Leaving the images out, output each entry below exactly.

[Records from a data collection]
::::::

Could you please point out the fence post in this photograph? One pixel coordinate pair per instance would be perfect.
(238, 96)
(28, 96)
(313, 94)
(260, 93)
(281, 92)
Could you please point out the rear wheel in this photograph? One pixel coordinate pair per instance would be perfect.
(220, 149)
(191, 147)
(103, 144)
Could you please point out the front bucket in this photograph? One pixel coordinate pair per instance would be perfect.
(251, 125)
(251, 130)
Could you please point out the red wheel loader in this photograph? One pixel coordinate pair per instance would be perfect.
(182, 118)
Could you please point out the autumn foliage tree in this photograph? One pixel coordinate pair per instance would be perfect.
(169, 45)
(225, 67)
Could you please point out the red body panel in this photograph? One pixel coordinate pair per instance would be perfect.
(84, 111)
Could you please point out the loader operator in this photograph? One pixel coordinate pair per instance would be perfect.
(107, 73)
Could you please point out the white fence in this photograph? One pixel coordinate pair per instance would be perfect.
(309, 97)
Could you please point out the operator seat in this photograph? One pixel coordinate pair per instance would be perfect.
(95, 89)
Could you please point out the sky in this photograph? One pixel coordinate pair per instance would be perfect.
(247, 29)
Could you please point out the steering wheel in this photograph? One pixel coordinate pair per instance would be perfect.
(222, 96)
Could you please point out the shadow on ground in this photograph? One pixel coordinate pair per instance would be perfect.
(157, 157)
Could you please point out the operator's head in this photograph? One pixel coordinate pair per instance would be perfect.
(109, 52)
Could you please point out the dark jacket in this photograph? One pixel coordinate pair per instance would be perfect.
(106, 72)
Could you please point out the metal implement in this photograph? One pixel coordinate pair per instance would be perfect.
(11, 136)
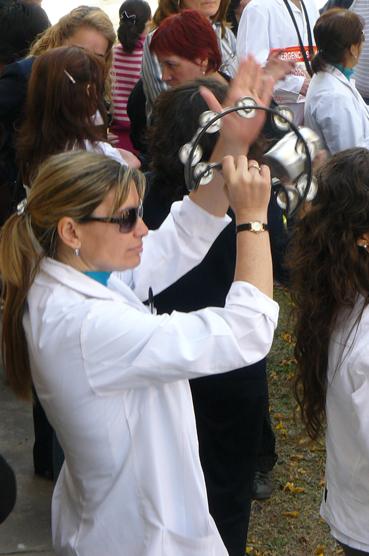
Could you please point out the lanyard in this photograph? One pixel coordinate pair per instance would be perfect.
(310, 37)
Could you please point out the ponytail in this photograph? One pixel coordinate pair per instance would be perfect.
(69, 184)
(20, 256)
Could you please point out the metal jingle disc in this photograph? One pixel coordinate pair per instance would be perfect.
(206, 117)
(293, 198)
(249, 111)
(302, 184)
(203, 171)
(185, 151)
(283, 119)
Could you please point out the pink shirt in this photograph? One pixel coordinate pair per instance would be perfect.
(126, 71)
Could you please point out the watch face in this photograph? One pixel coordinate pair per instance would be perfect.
(256, 226)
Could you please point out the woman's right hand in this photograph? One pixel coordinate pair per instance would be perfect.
(247, 187)
(238, 133)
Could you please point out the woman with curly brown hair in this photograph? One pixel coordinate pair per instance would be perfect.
(330, 285)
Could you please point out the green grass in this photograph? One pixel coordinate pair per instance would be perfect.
(288, 524)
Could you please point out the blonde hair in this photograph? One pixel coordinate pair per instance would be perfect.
(68, 25)
(69, 184)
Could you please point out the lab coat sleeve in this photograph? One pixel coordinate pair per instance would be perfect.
(124, 348)
(253, 38)
(179, 245)
(360, 396)
(339, 125)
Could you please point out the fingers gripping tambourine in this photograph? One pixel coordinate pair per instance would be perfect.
(290, 160)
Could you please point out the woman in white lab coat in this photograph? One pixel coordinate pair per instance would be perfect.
(334, 108)
(330, 285)
(111, 375)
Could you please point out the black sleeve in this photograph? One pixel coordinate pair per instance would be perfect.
(136, 111)
(13, 92)
(8, 489)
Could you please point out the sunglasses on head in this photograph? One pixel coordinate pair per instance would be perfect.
(126, 220)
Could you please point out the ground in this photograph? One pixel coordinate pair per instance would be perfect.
(288, 524)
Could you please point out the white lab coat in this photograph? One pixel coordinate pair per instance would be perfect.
(346, 508)
(112, 378)
(335, 109)
(266, 25)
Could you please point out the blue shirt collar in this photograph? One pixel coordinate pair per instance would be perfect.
(347, 72)
(99, 275)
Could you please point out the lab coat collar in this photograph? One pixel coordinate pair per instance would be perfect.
(293, 6)
(76, 280)
(347, 83)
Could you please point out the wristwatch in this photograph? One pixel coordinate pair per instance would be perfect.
(256, 227)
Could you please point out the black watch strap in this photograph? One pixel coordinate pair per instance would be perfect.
(255, 227)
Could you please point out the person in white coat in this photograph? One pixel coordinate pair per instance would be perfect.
(330, 284)
(266, 27)
(334, 108)
(77, 261)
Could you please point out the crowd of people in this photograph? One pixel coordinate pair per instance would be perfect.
(145, 352)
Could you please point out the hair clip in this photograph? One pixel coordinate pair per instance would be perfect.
(70, 77)
(129, 18)
(21, 207)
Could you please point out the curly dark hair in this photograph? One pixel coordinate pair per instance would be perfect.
(133, 16)
(175, 121)
(328, 271)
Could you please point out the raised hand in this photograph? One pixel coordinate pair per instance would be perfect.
(247, 187)
(237, 133)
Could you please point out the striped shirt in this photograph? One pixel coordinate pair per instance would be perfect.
(151, 72)
(361, 72)
(126, 70)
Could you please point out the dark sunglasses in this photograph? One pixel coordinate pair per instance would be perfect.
(126, 221)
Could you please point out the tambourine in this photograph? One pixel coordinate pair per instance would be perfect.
(290, 159)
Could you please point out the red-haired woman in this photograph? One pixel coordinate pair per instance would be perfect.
(215, 11)
(186, 48)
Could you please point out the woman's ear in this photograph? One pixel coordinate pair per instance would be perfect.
(203, 64)
(355, 50)
(363, 240)
(69, 233)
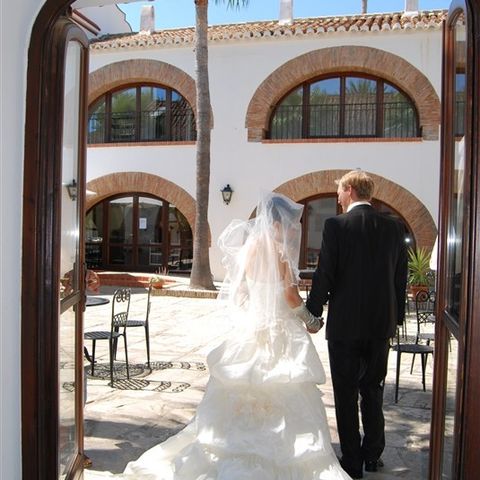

::::::

**Exercise response:**
Could you please point out the fence post in this photograph? One pixel coordinate pair per instance would be perfect.
(238, 96)
(28, 96)
(313, 94)
(260, 93)
(281, 92)
Could you please point out the rear wheel in this photograph? One pixel coordinate pair per instance would be perfect.
(220, 149)
(191, 147)
(103, 144)
Could you please point out the front bucket in this photograph? One pixel coordinate pair per instance would be perfect.
(251, 125)
(251, 130)
Could you please point out the red wheel loader in this photograph? One pixel coordinate pair per instance would be perfect.
(182, 118)
Could you please point out the autumn foliage tree in this photograph? One pixel coordinate pair per instance would be perfect.
(169, 45)
(225, 67)
Could you please point out the red body panel in this photograph? One pixel coordinate pair per instance would be perfect.
(84, 111)
Could you please point out the loader operator in this photograph? One pixel coordinate pair per instance would be perfect.
(107, 73)
Could you please point out the white fence in this photograph? One pixel coordinate pair per instance would be perfect.
(309, 97)
Could you please point out the operator seat in this photograph? One pixel coordinate pair per instance would be perfect.
(95, 89)
Could you please point out the sky in this photograph? One pixel coordinate pair per instance would be perfect.
(247, 29)
Could you please point out the steering wheel in this photograph? One pixel coordinate pair per instance would be perfect.
(222, 96)
Could you please point out the shadow on ground in this photograph? One pixel coordinate pair per instance would be perfect.
(157, 157)
Could you please point out the operator's head in this photograph? One pixel coordinate pair per instance would be perfect.
(109, 52)
Could you please point out the dark jacket in this photograph? One pixel coordinate pair per instance would be perfect.
(106, 72)
Could you please point out the metal implement in this photograph? One pixel coordinate pair per instance would be perfect.
(11, 136)
Could you please point out the lanyard in this photograph? One pixel coordinate pair per instance would be perfect.
(310, 37)
Could you please point out the ponytail in this photograph? One pixel coordinate pair per instance would be perfect.
(69, 184)
(20, 256)
Could you please point out the metal jingle disc in this photograph? One pixel coordinate pair per instance would be perfect.
(206, 117)
(293, 198)
(249, 111)
(302, 184)
(203, 171)
(185, 151)
(283, 119)
Could you please point out the pink shirt in this photograph? One pixel coordinate pair per instance would be perfect.
(126, 71)
Could you please point out the watch face in this photograph? One pixel coordinate pair per instance would be perfect.
(256, 226)
Could you please point out the woman's right hand in this photograph? One pixel coordinate pair per instance would be perfect.
(247, 187)
(238, 133)
Could you please point out the woman with curly brown hair in this photograph? One pixel coordinate pair per instance would be perfect.
(330, 285)
Could you please point out the green grass in this photograph? One pixel coordinate pair per instance would be perfect.
(288, 524)
Could you please point out the blonde hair in this photograph? One pixel coordinate pair per instance would be perfect.
(68, 25)
(69, 184)
Could you please point out the lab coat sleeve in this photograph? One pixel coordinate pair per instance would be perfect.
(124, 348)
(253, 38)
(179, 245)
(360, 396)
(339, 125)
Could you please point out the fingers gripping tambourine in this photograph? One pixel coordinate pair per instance would be perfect.
(290, 160)
Could you please point out the woman in white lab coat in this photograph? One pixel coordinate pair per instance would be perfect.
(334, 108)
(330, 285)
(111, 375)
Could you please point out the black sleeve in this photograph? One pixel coordinate pair per instance would be perfect.
(136, 111)
(13, 92)
(8, 489)
Could you please point out the sunglasses on head in this photograph? One pixel coordinate pair per instance would be perfect.
(126, 220)
Could you please point out the ground in this photograph? One pixel coordinate pair per instance would be perfect.
(288, 524)
Could you please point out the white lab coat in this photograph? One pixel coordinate pair per instance would be perfect.
(346, 508)
(112, 378)
(335, 109)
(266, 25)
Could you please point out the blue shirt collar in this photograph? One pixel coordinate pair per instance would be perfect.
(347, 72)
(99, 275)
Could you please point out the lab coat collar in this photograph? One pixel coordinate pair per instance would be perfect.
(293, 6)
(76, 280)
(347, 83)
Could you please point out the wristwatch in this photograph? One pixel coordinate pair per instance would be perfect.
(256, 227)
Could you please point out the black watch strap in this photograph? One pixel coordinate pair per instance would be perfect.
(255, 227)
Could you please point out the person in white coat in this photograph? One pixel coordinate pair per instance would be perfect.
(330, 284)
(266, 27)
(334, 108)
(77, 261)
Could you please point out the crowd of people in this photograph? One pixel coordinate pair per instance would be perfect.
(145, 352)
Could you please point out the hair clip in this photograph? One pixel coordinate pair per instance would be perfect.
(70, 77)
(129, 18)
(21, 207)
Could you please point out the curly dark hair in this photograph? One pixel coordinate pair per instance would be perfect.
(133, 16)
(175, 121)
(328, 271)
Could you please point out the raised hand in this photograph? One pixel coordinate pair per instance would be perfect.
(247, 187)
(237, 133)
Could you please point out the striped shirt in this photograph? One pixel coordinate pair per instance would be perfect.
(151, 72)
(361, 72)
(126, 70)
Could you please point out the dark sunglasses in this photograph? One pixel coordinate pair per instance would be perfect.
(126, 221)
Could you please point out the tambourine in this photograph? One pixel coordinate pair per instance would be perfect.
(290, 159)
Could you please point out the red-haired woman in this photograph? One pixel coordinate pair per instance would be perfect.
(215, 11)
(186, 48)
Could you please point out the woman's ear in this photograph? One pixel coordinate pair per instance would be perfect.
(203, 64)
(355, 50)
(363, 240)
(69, 233)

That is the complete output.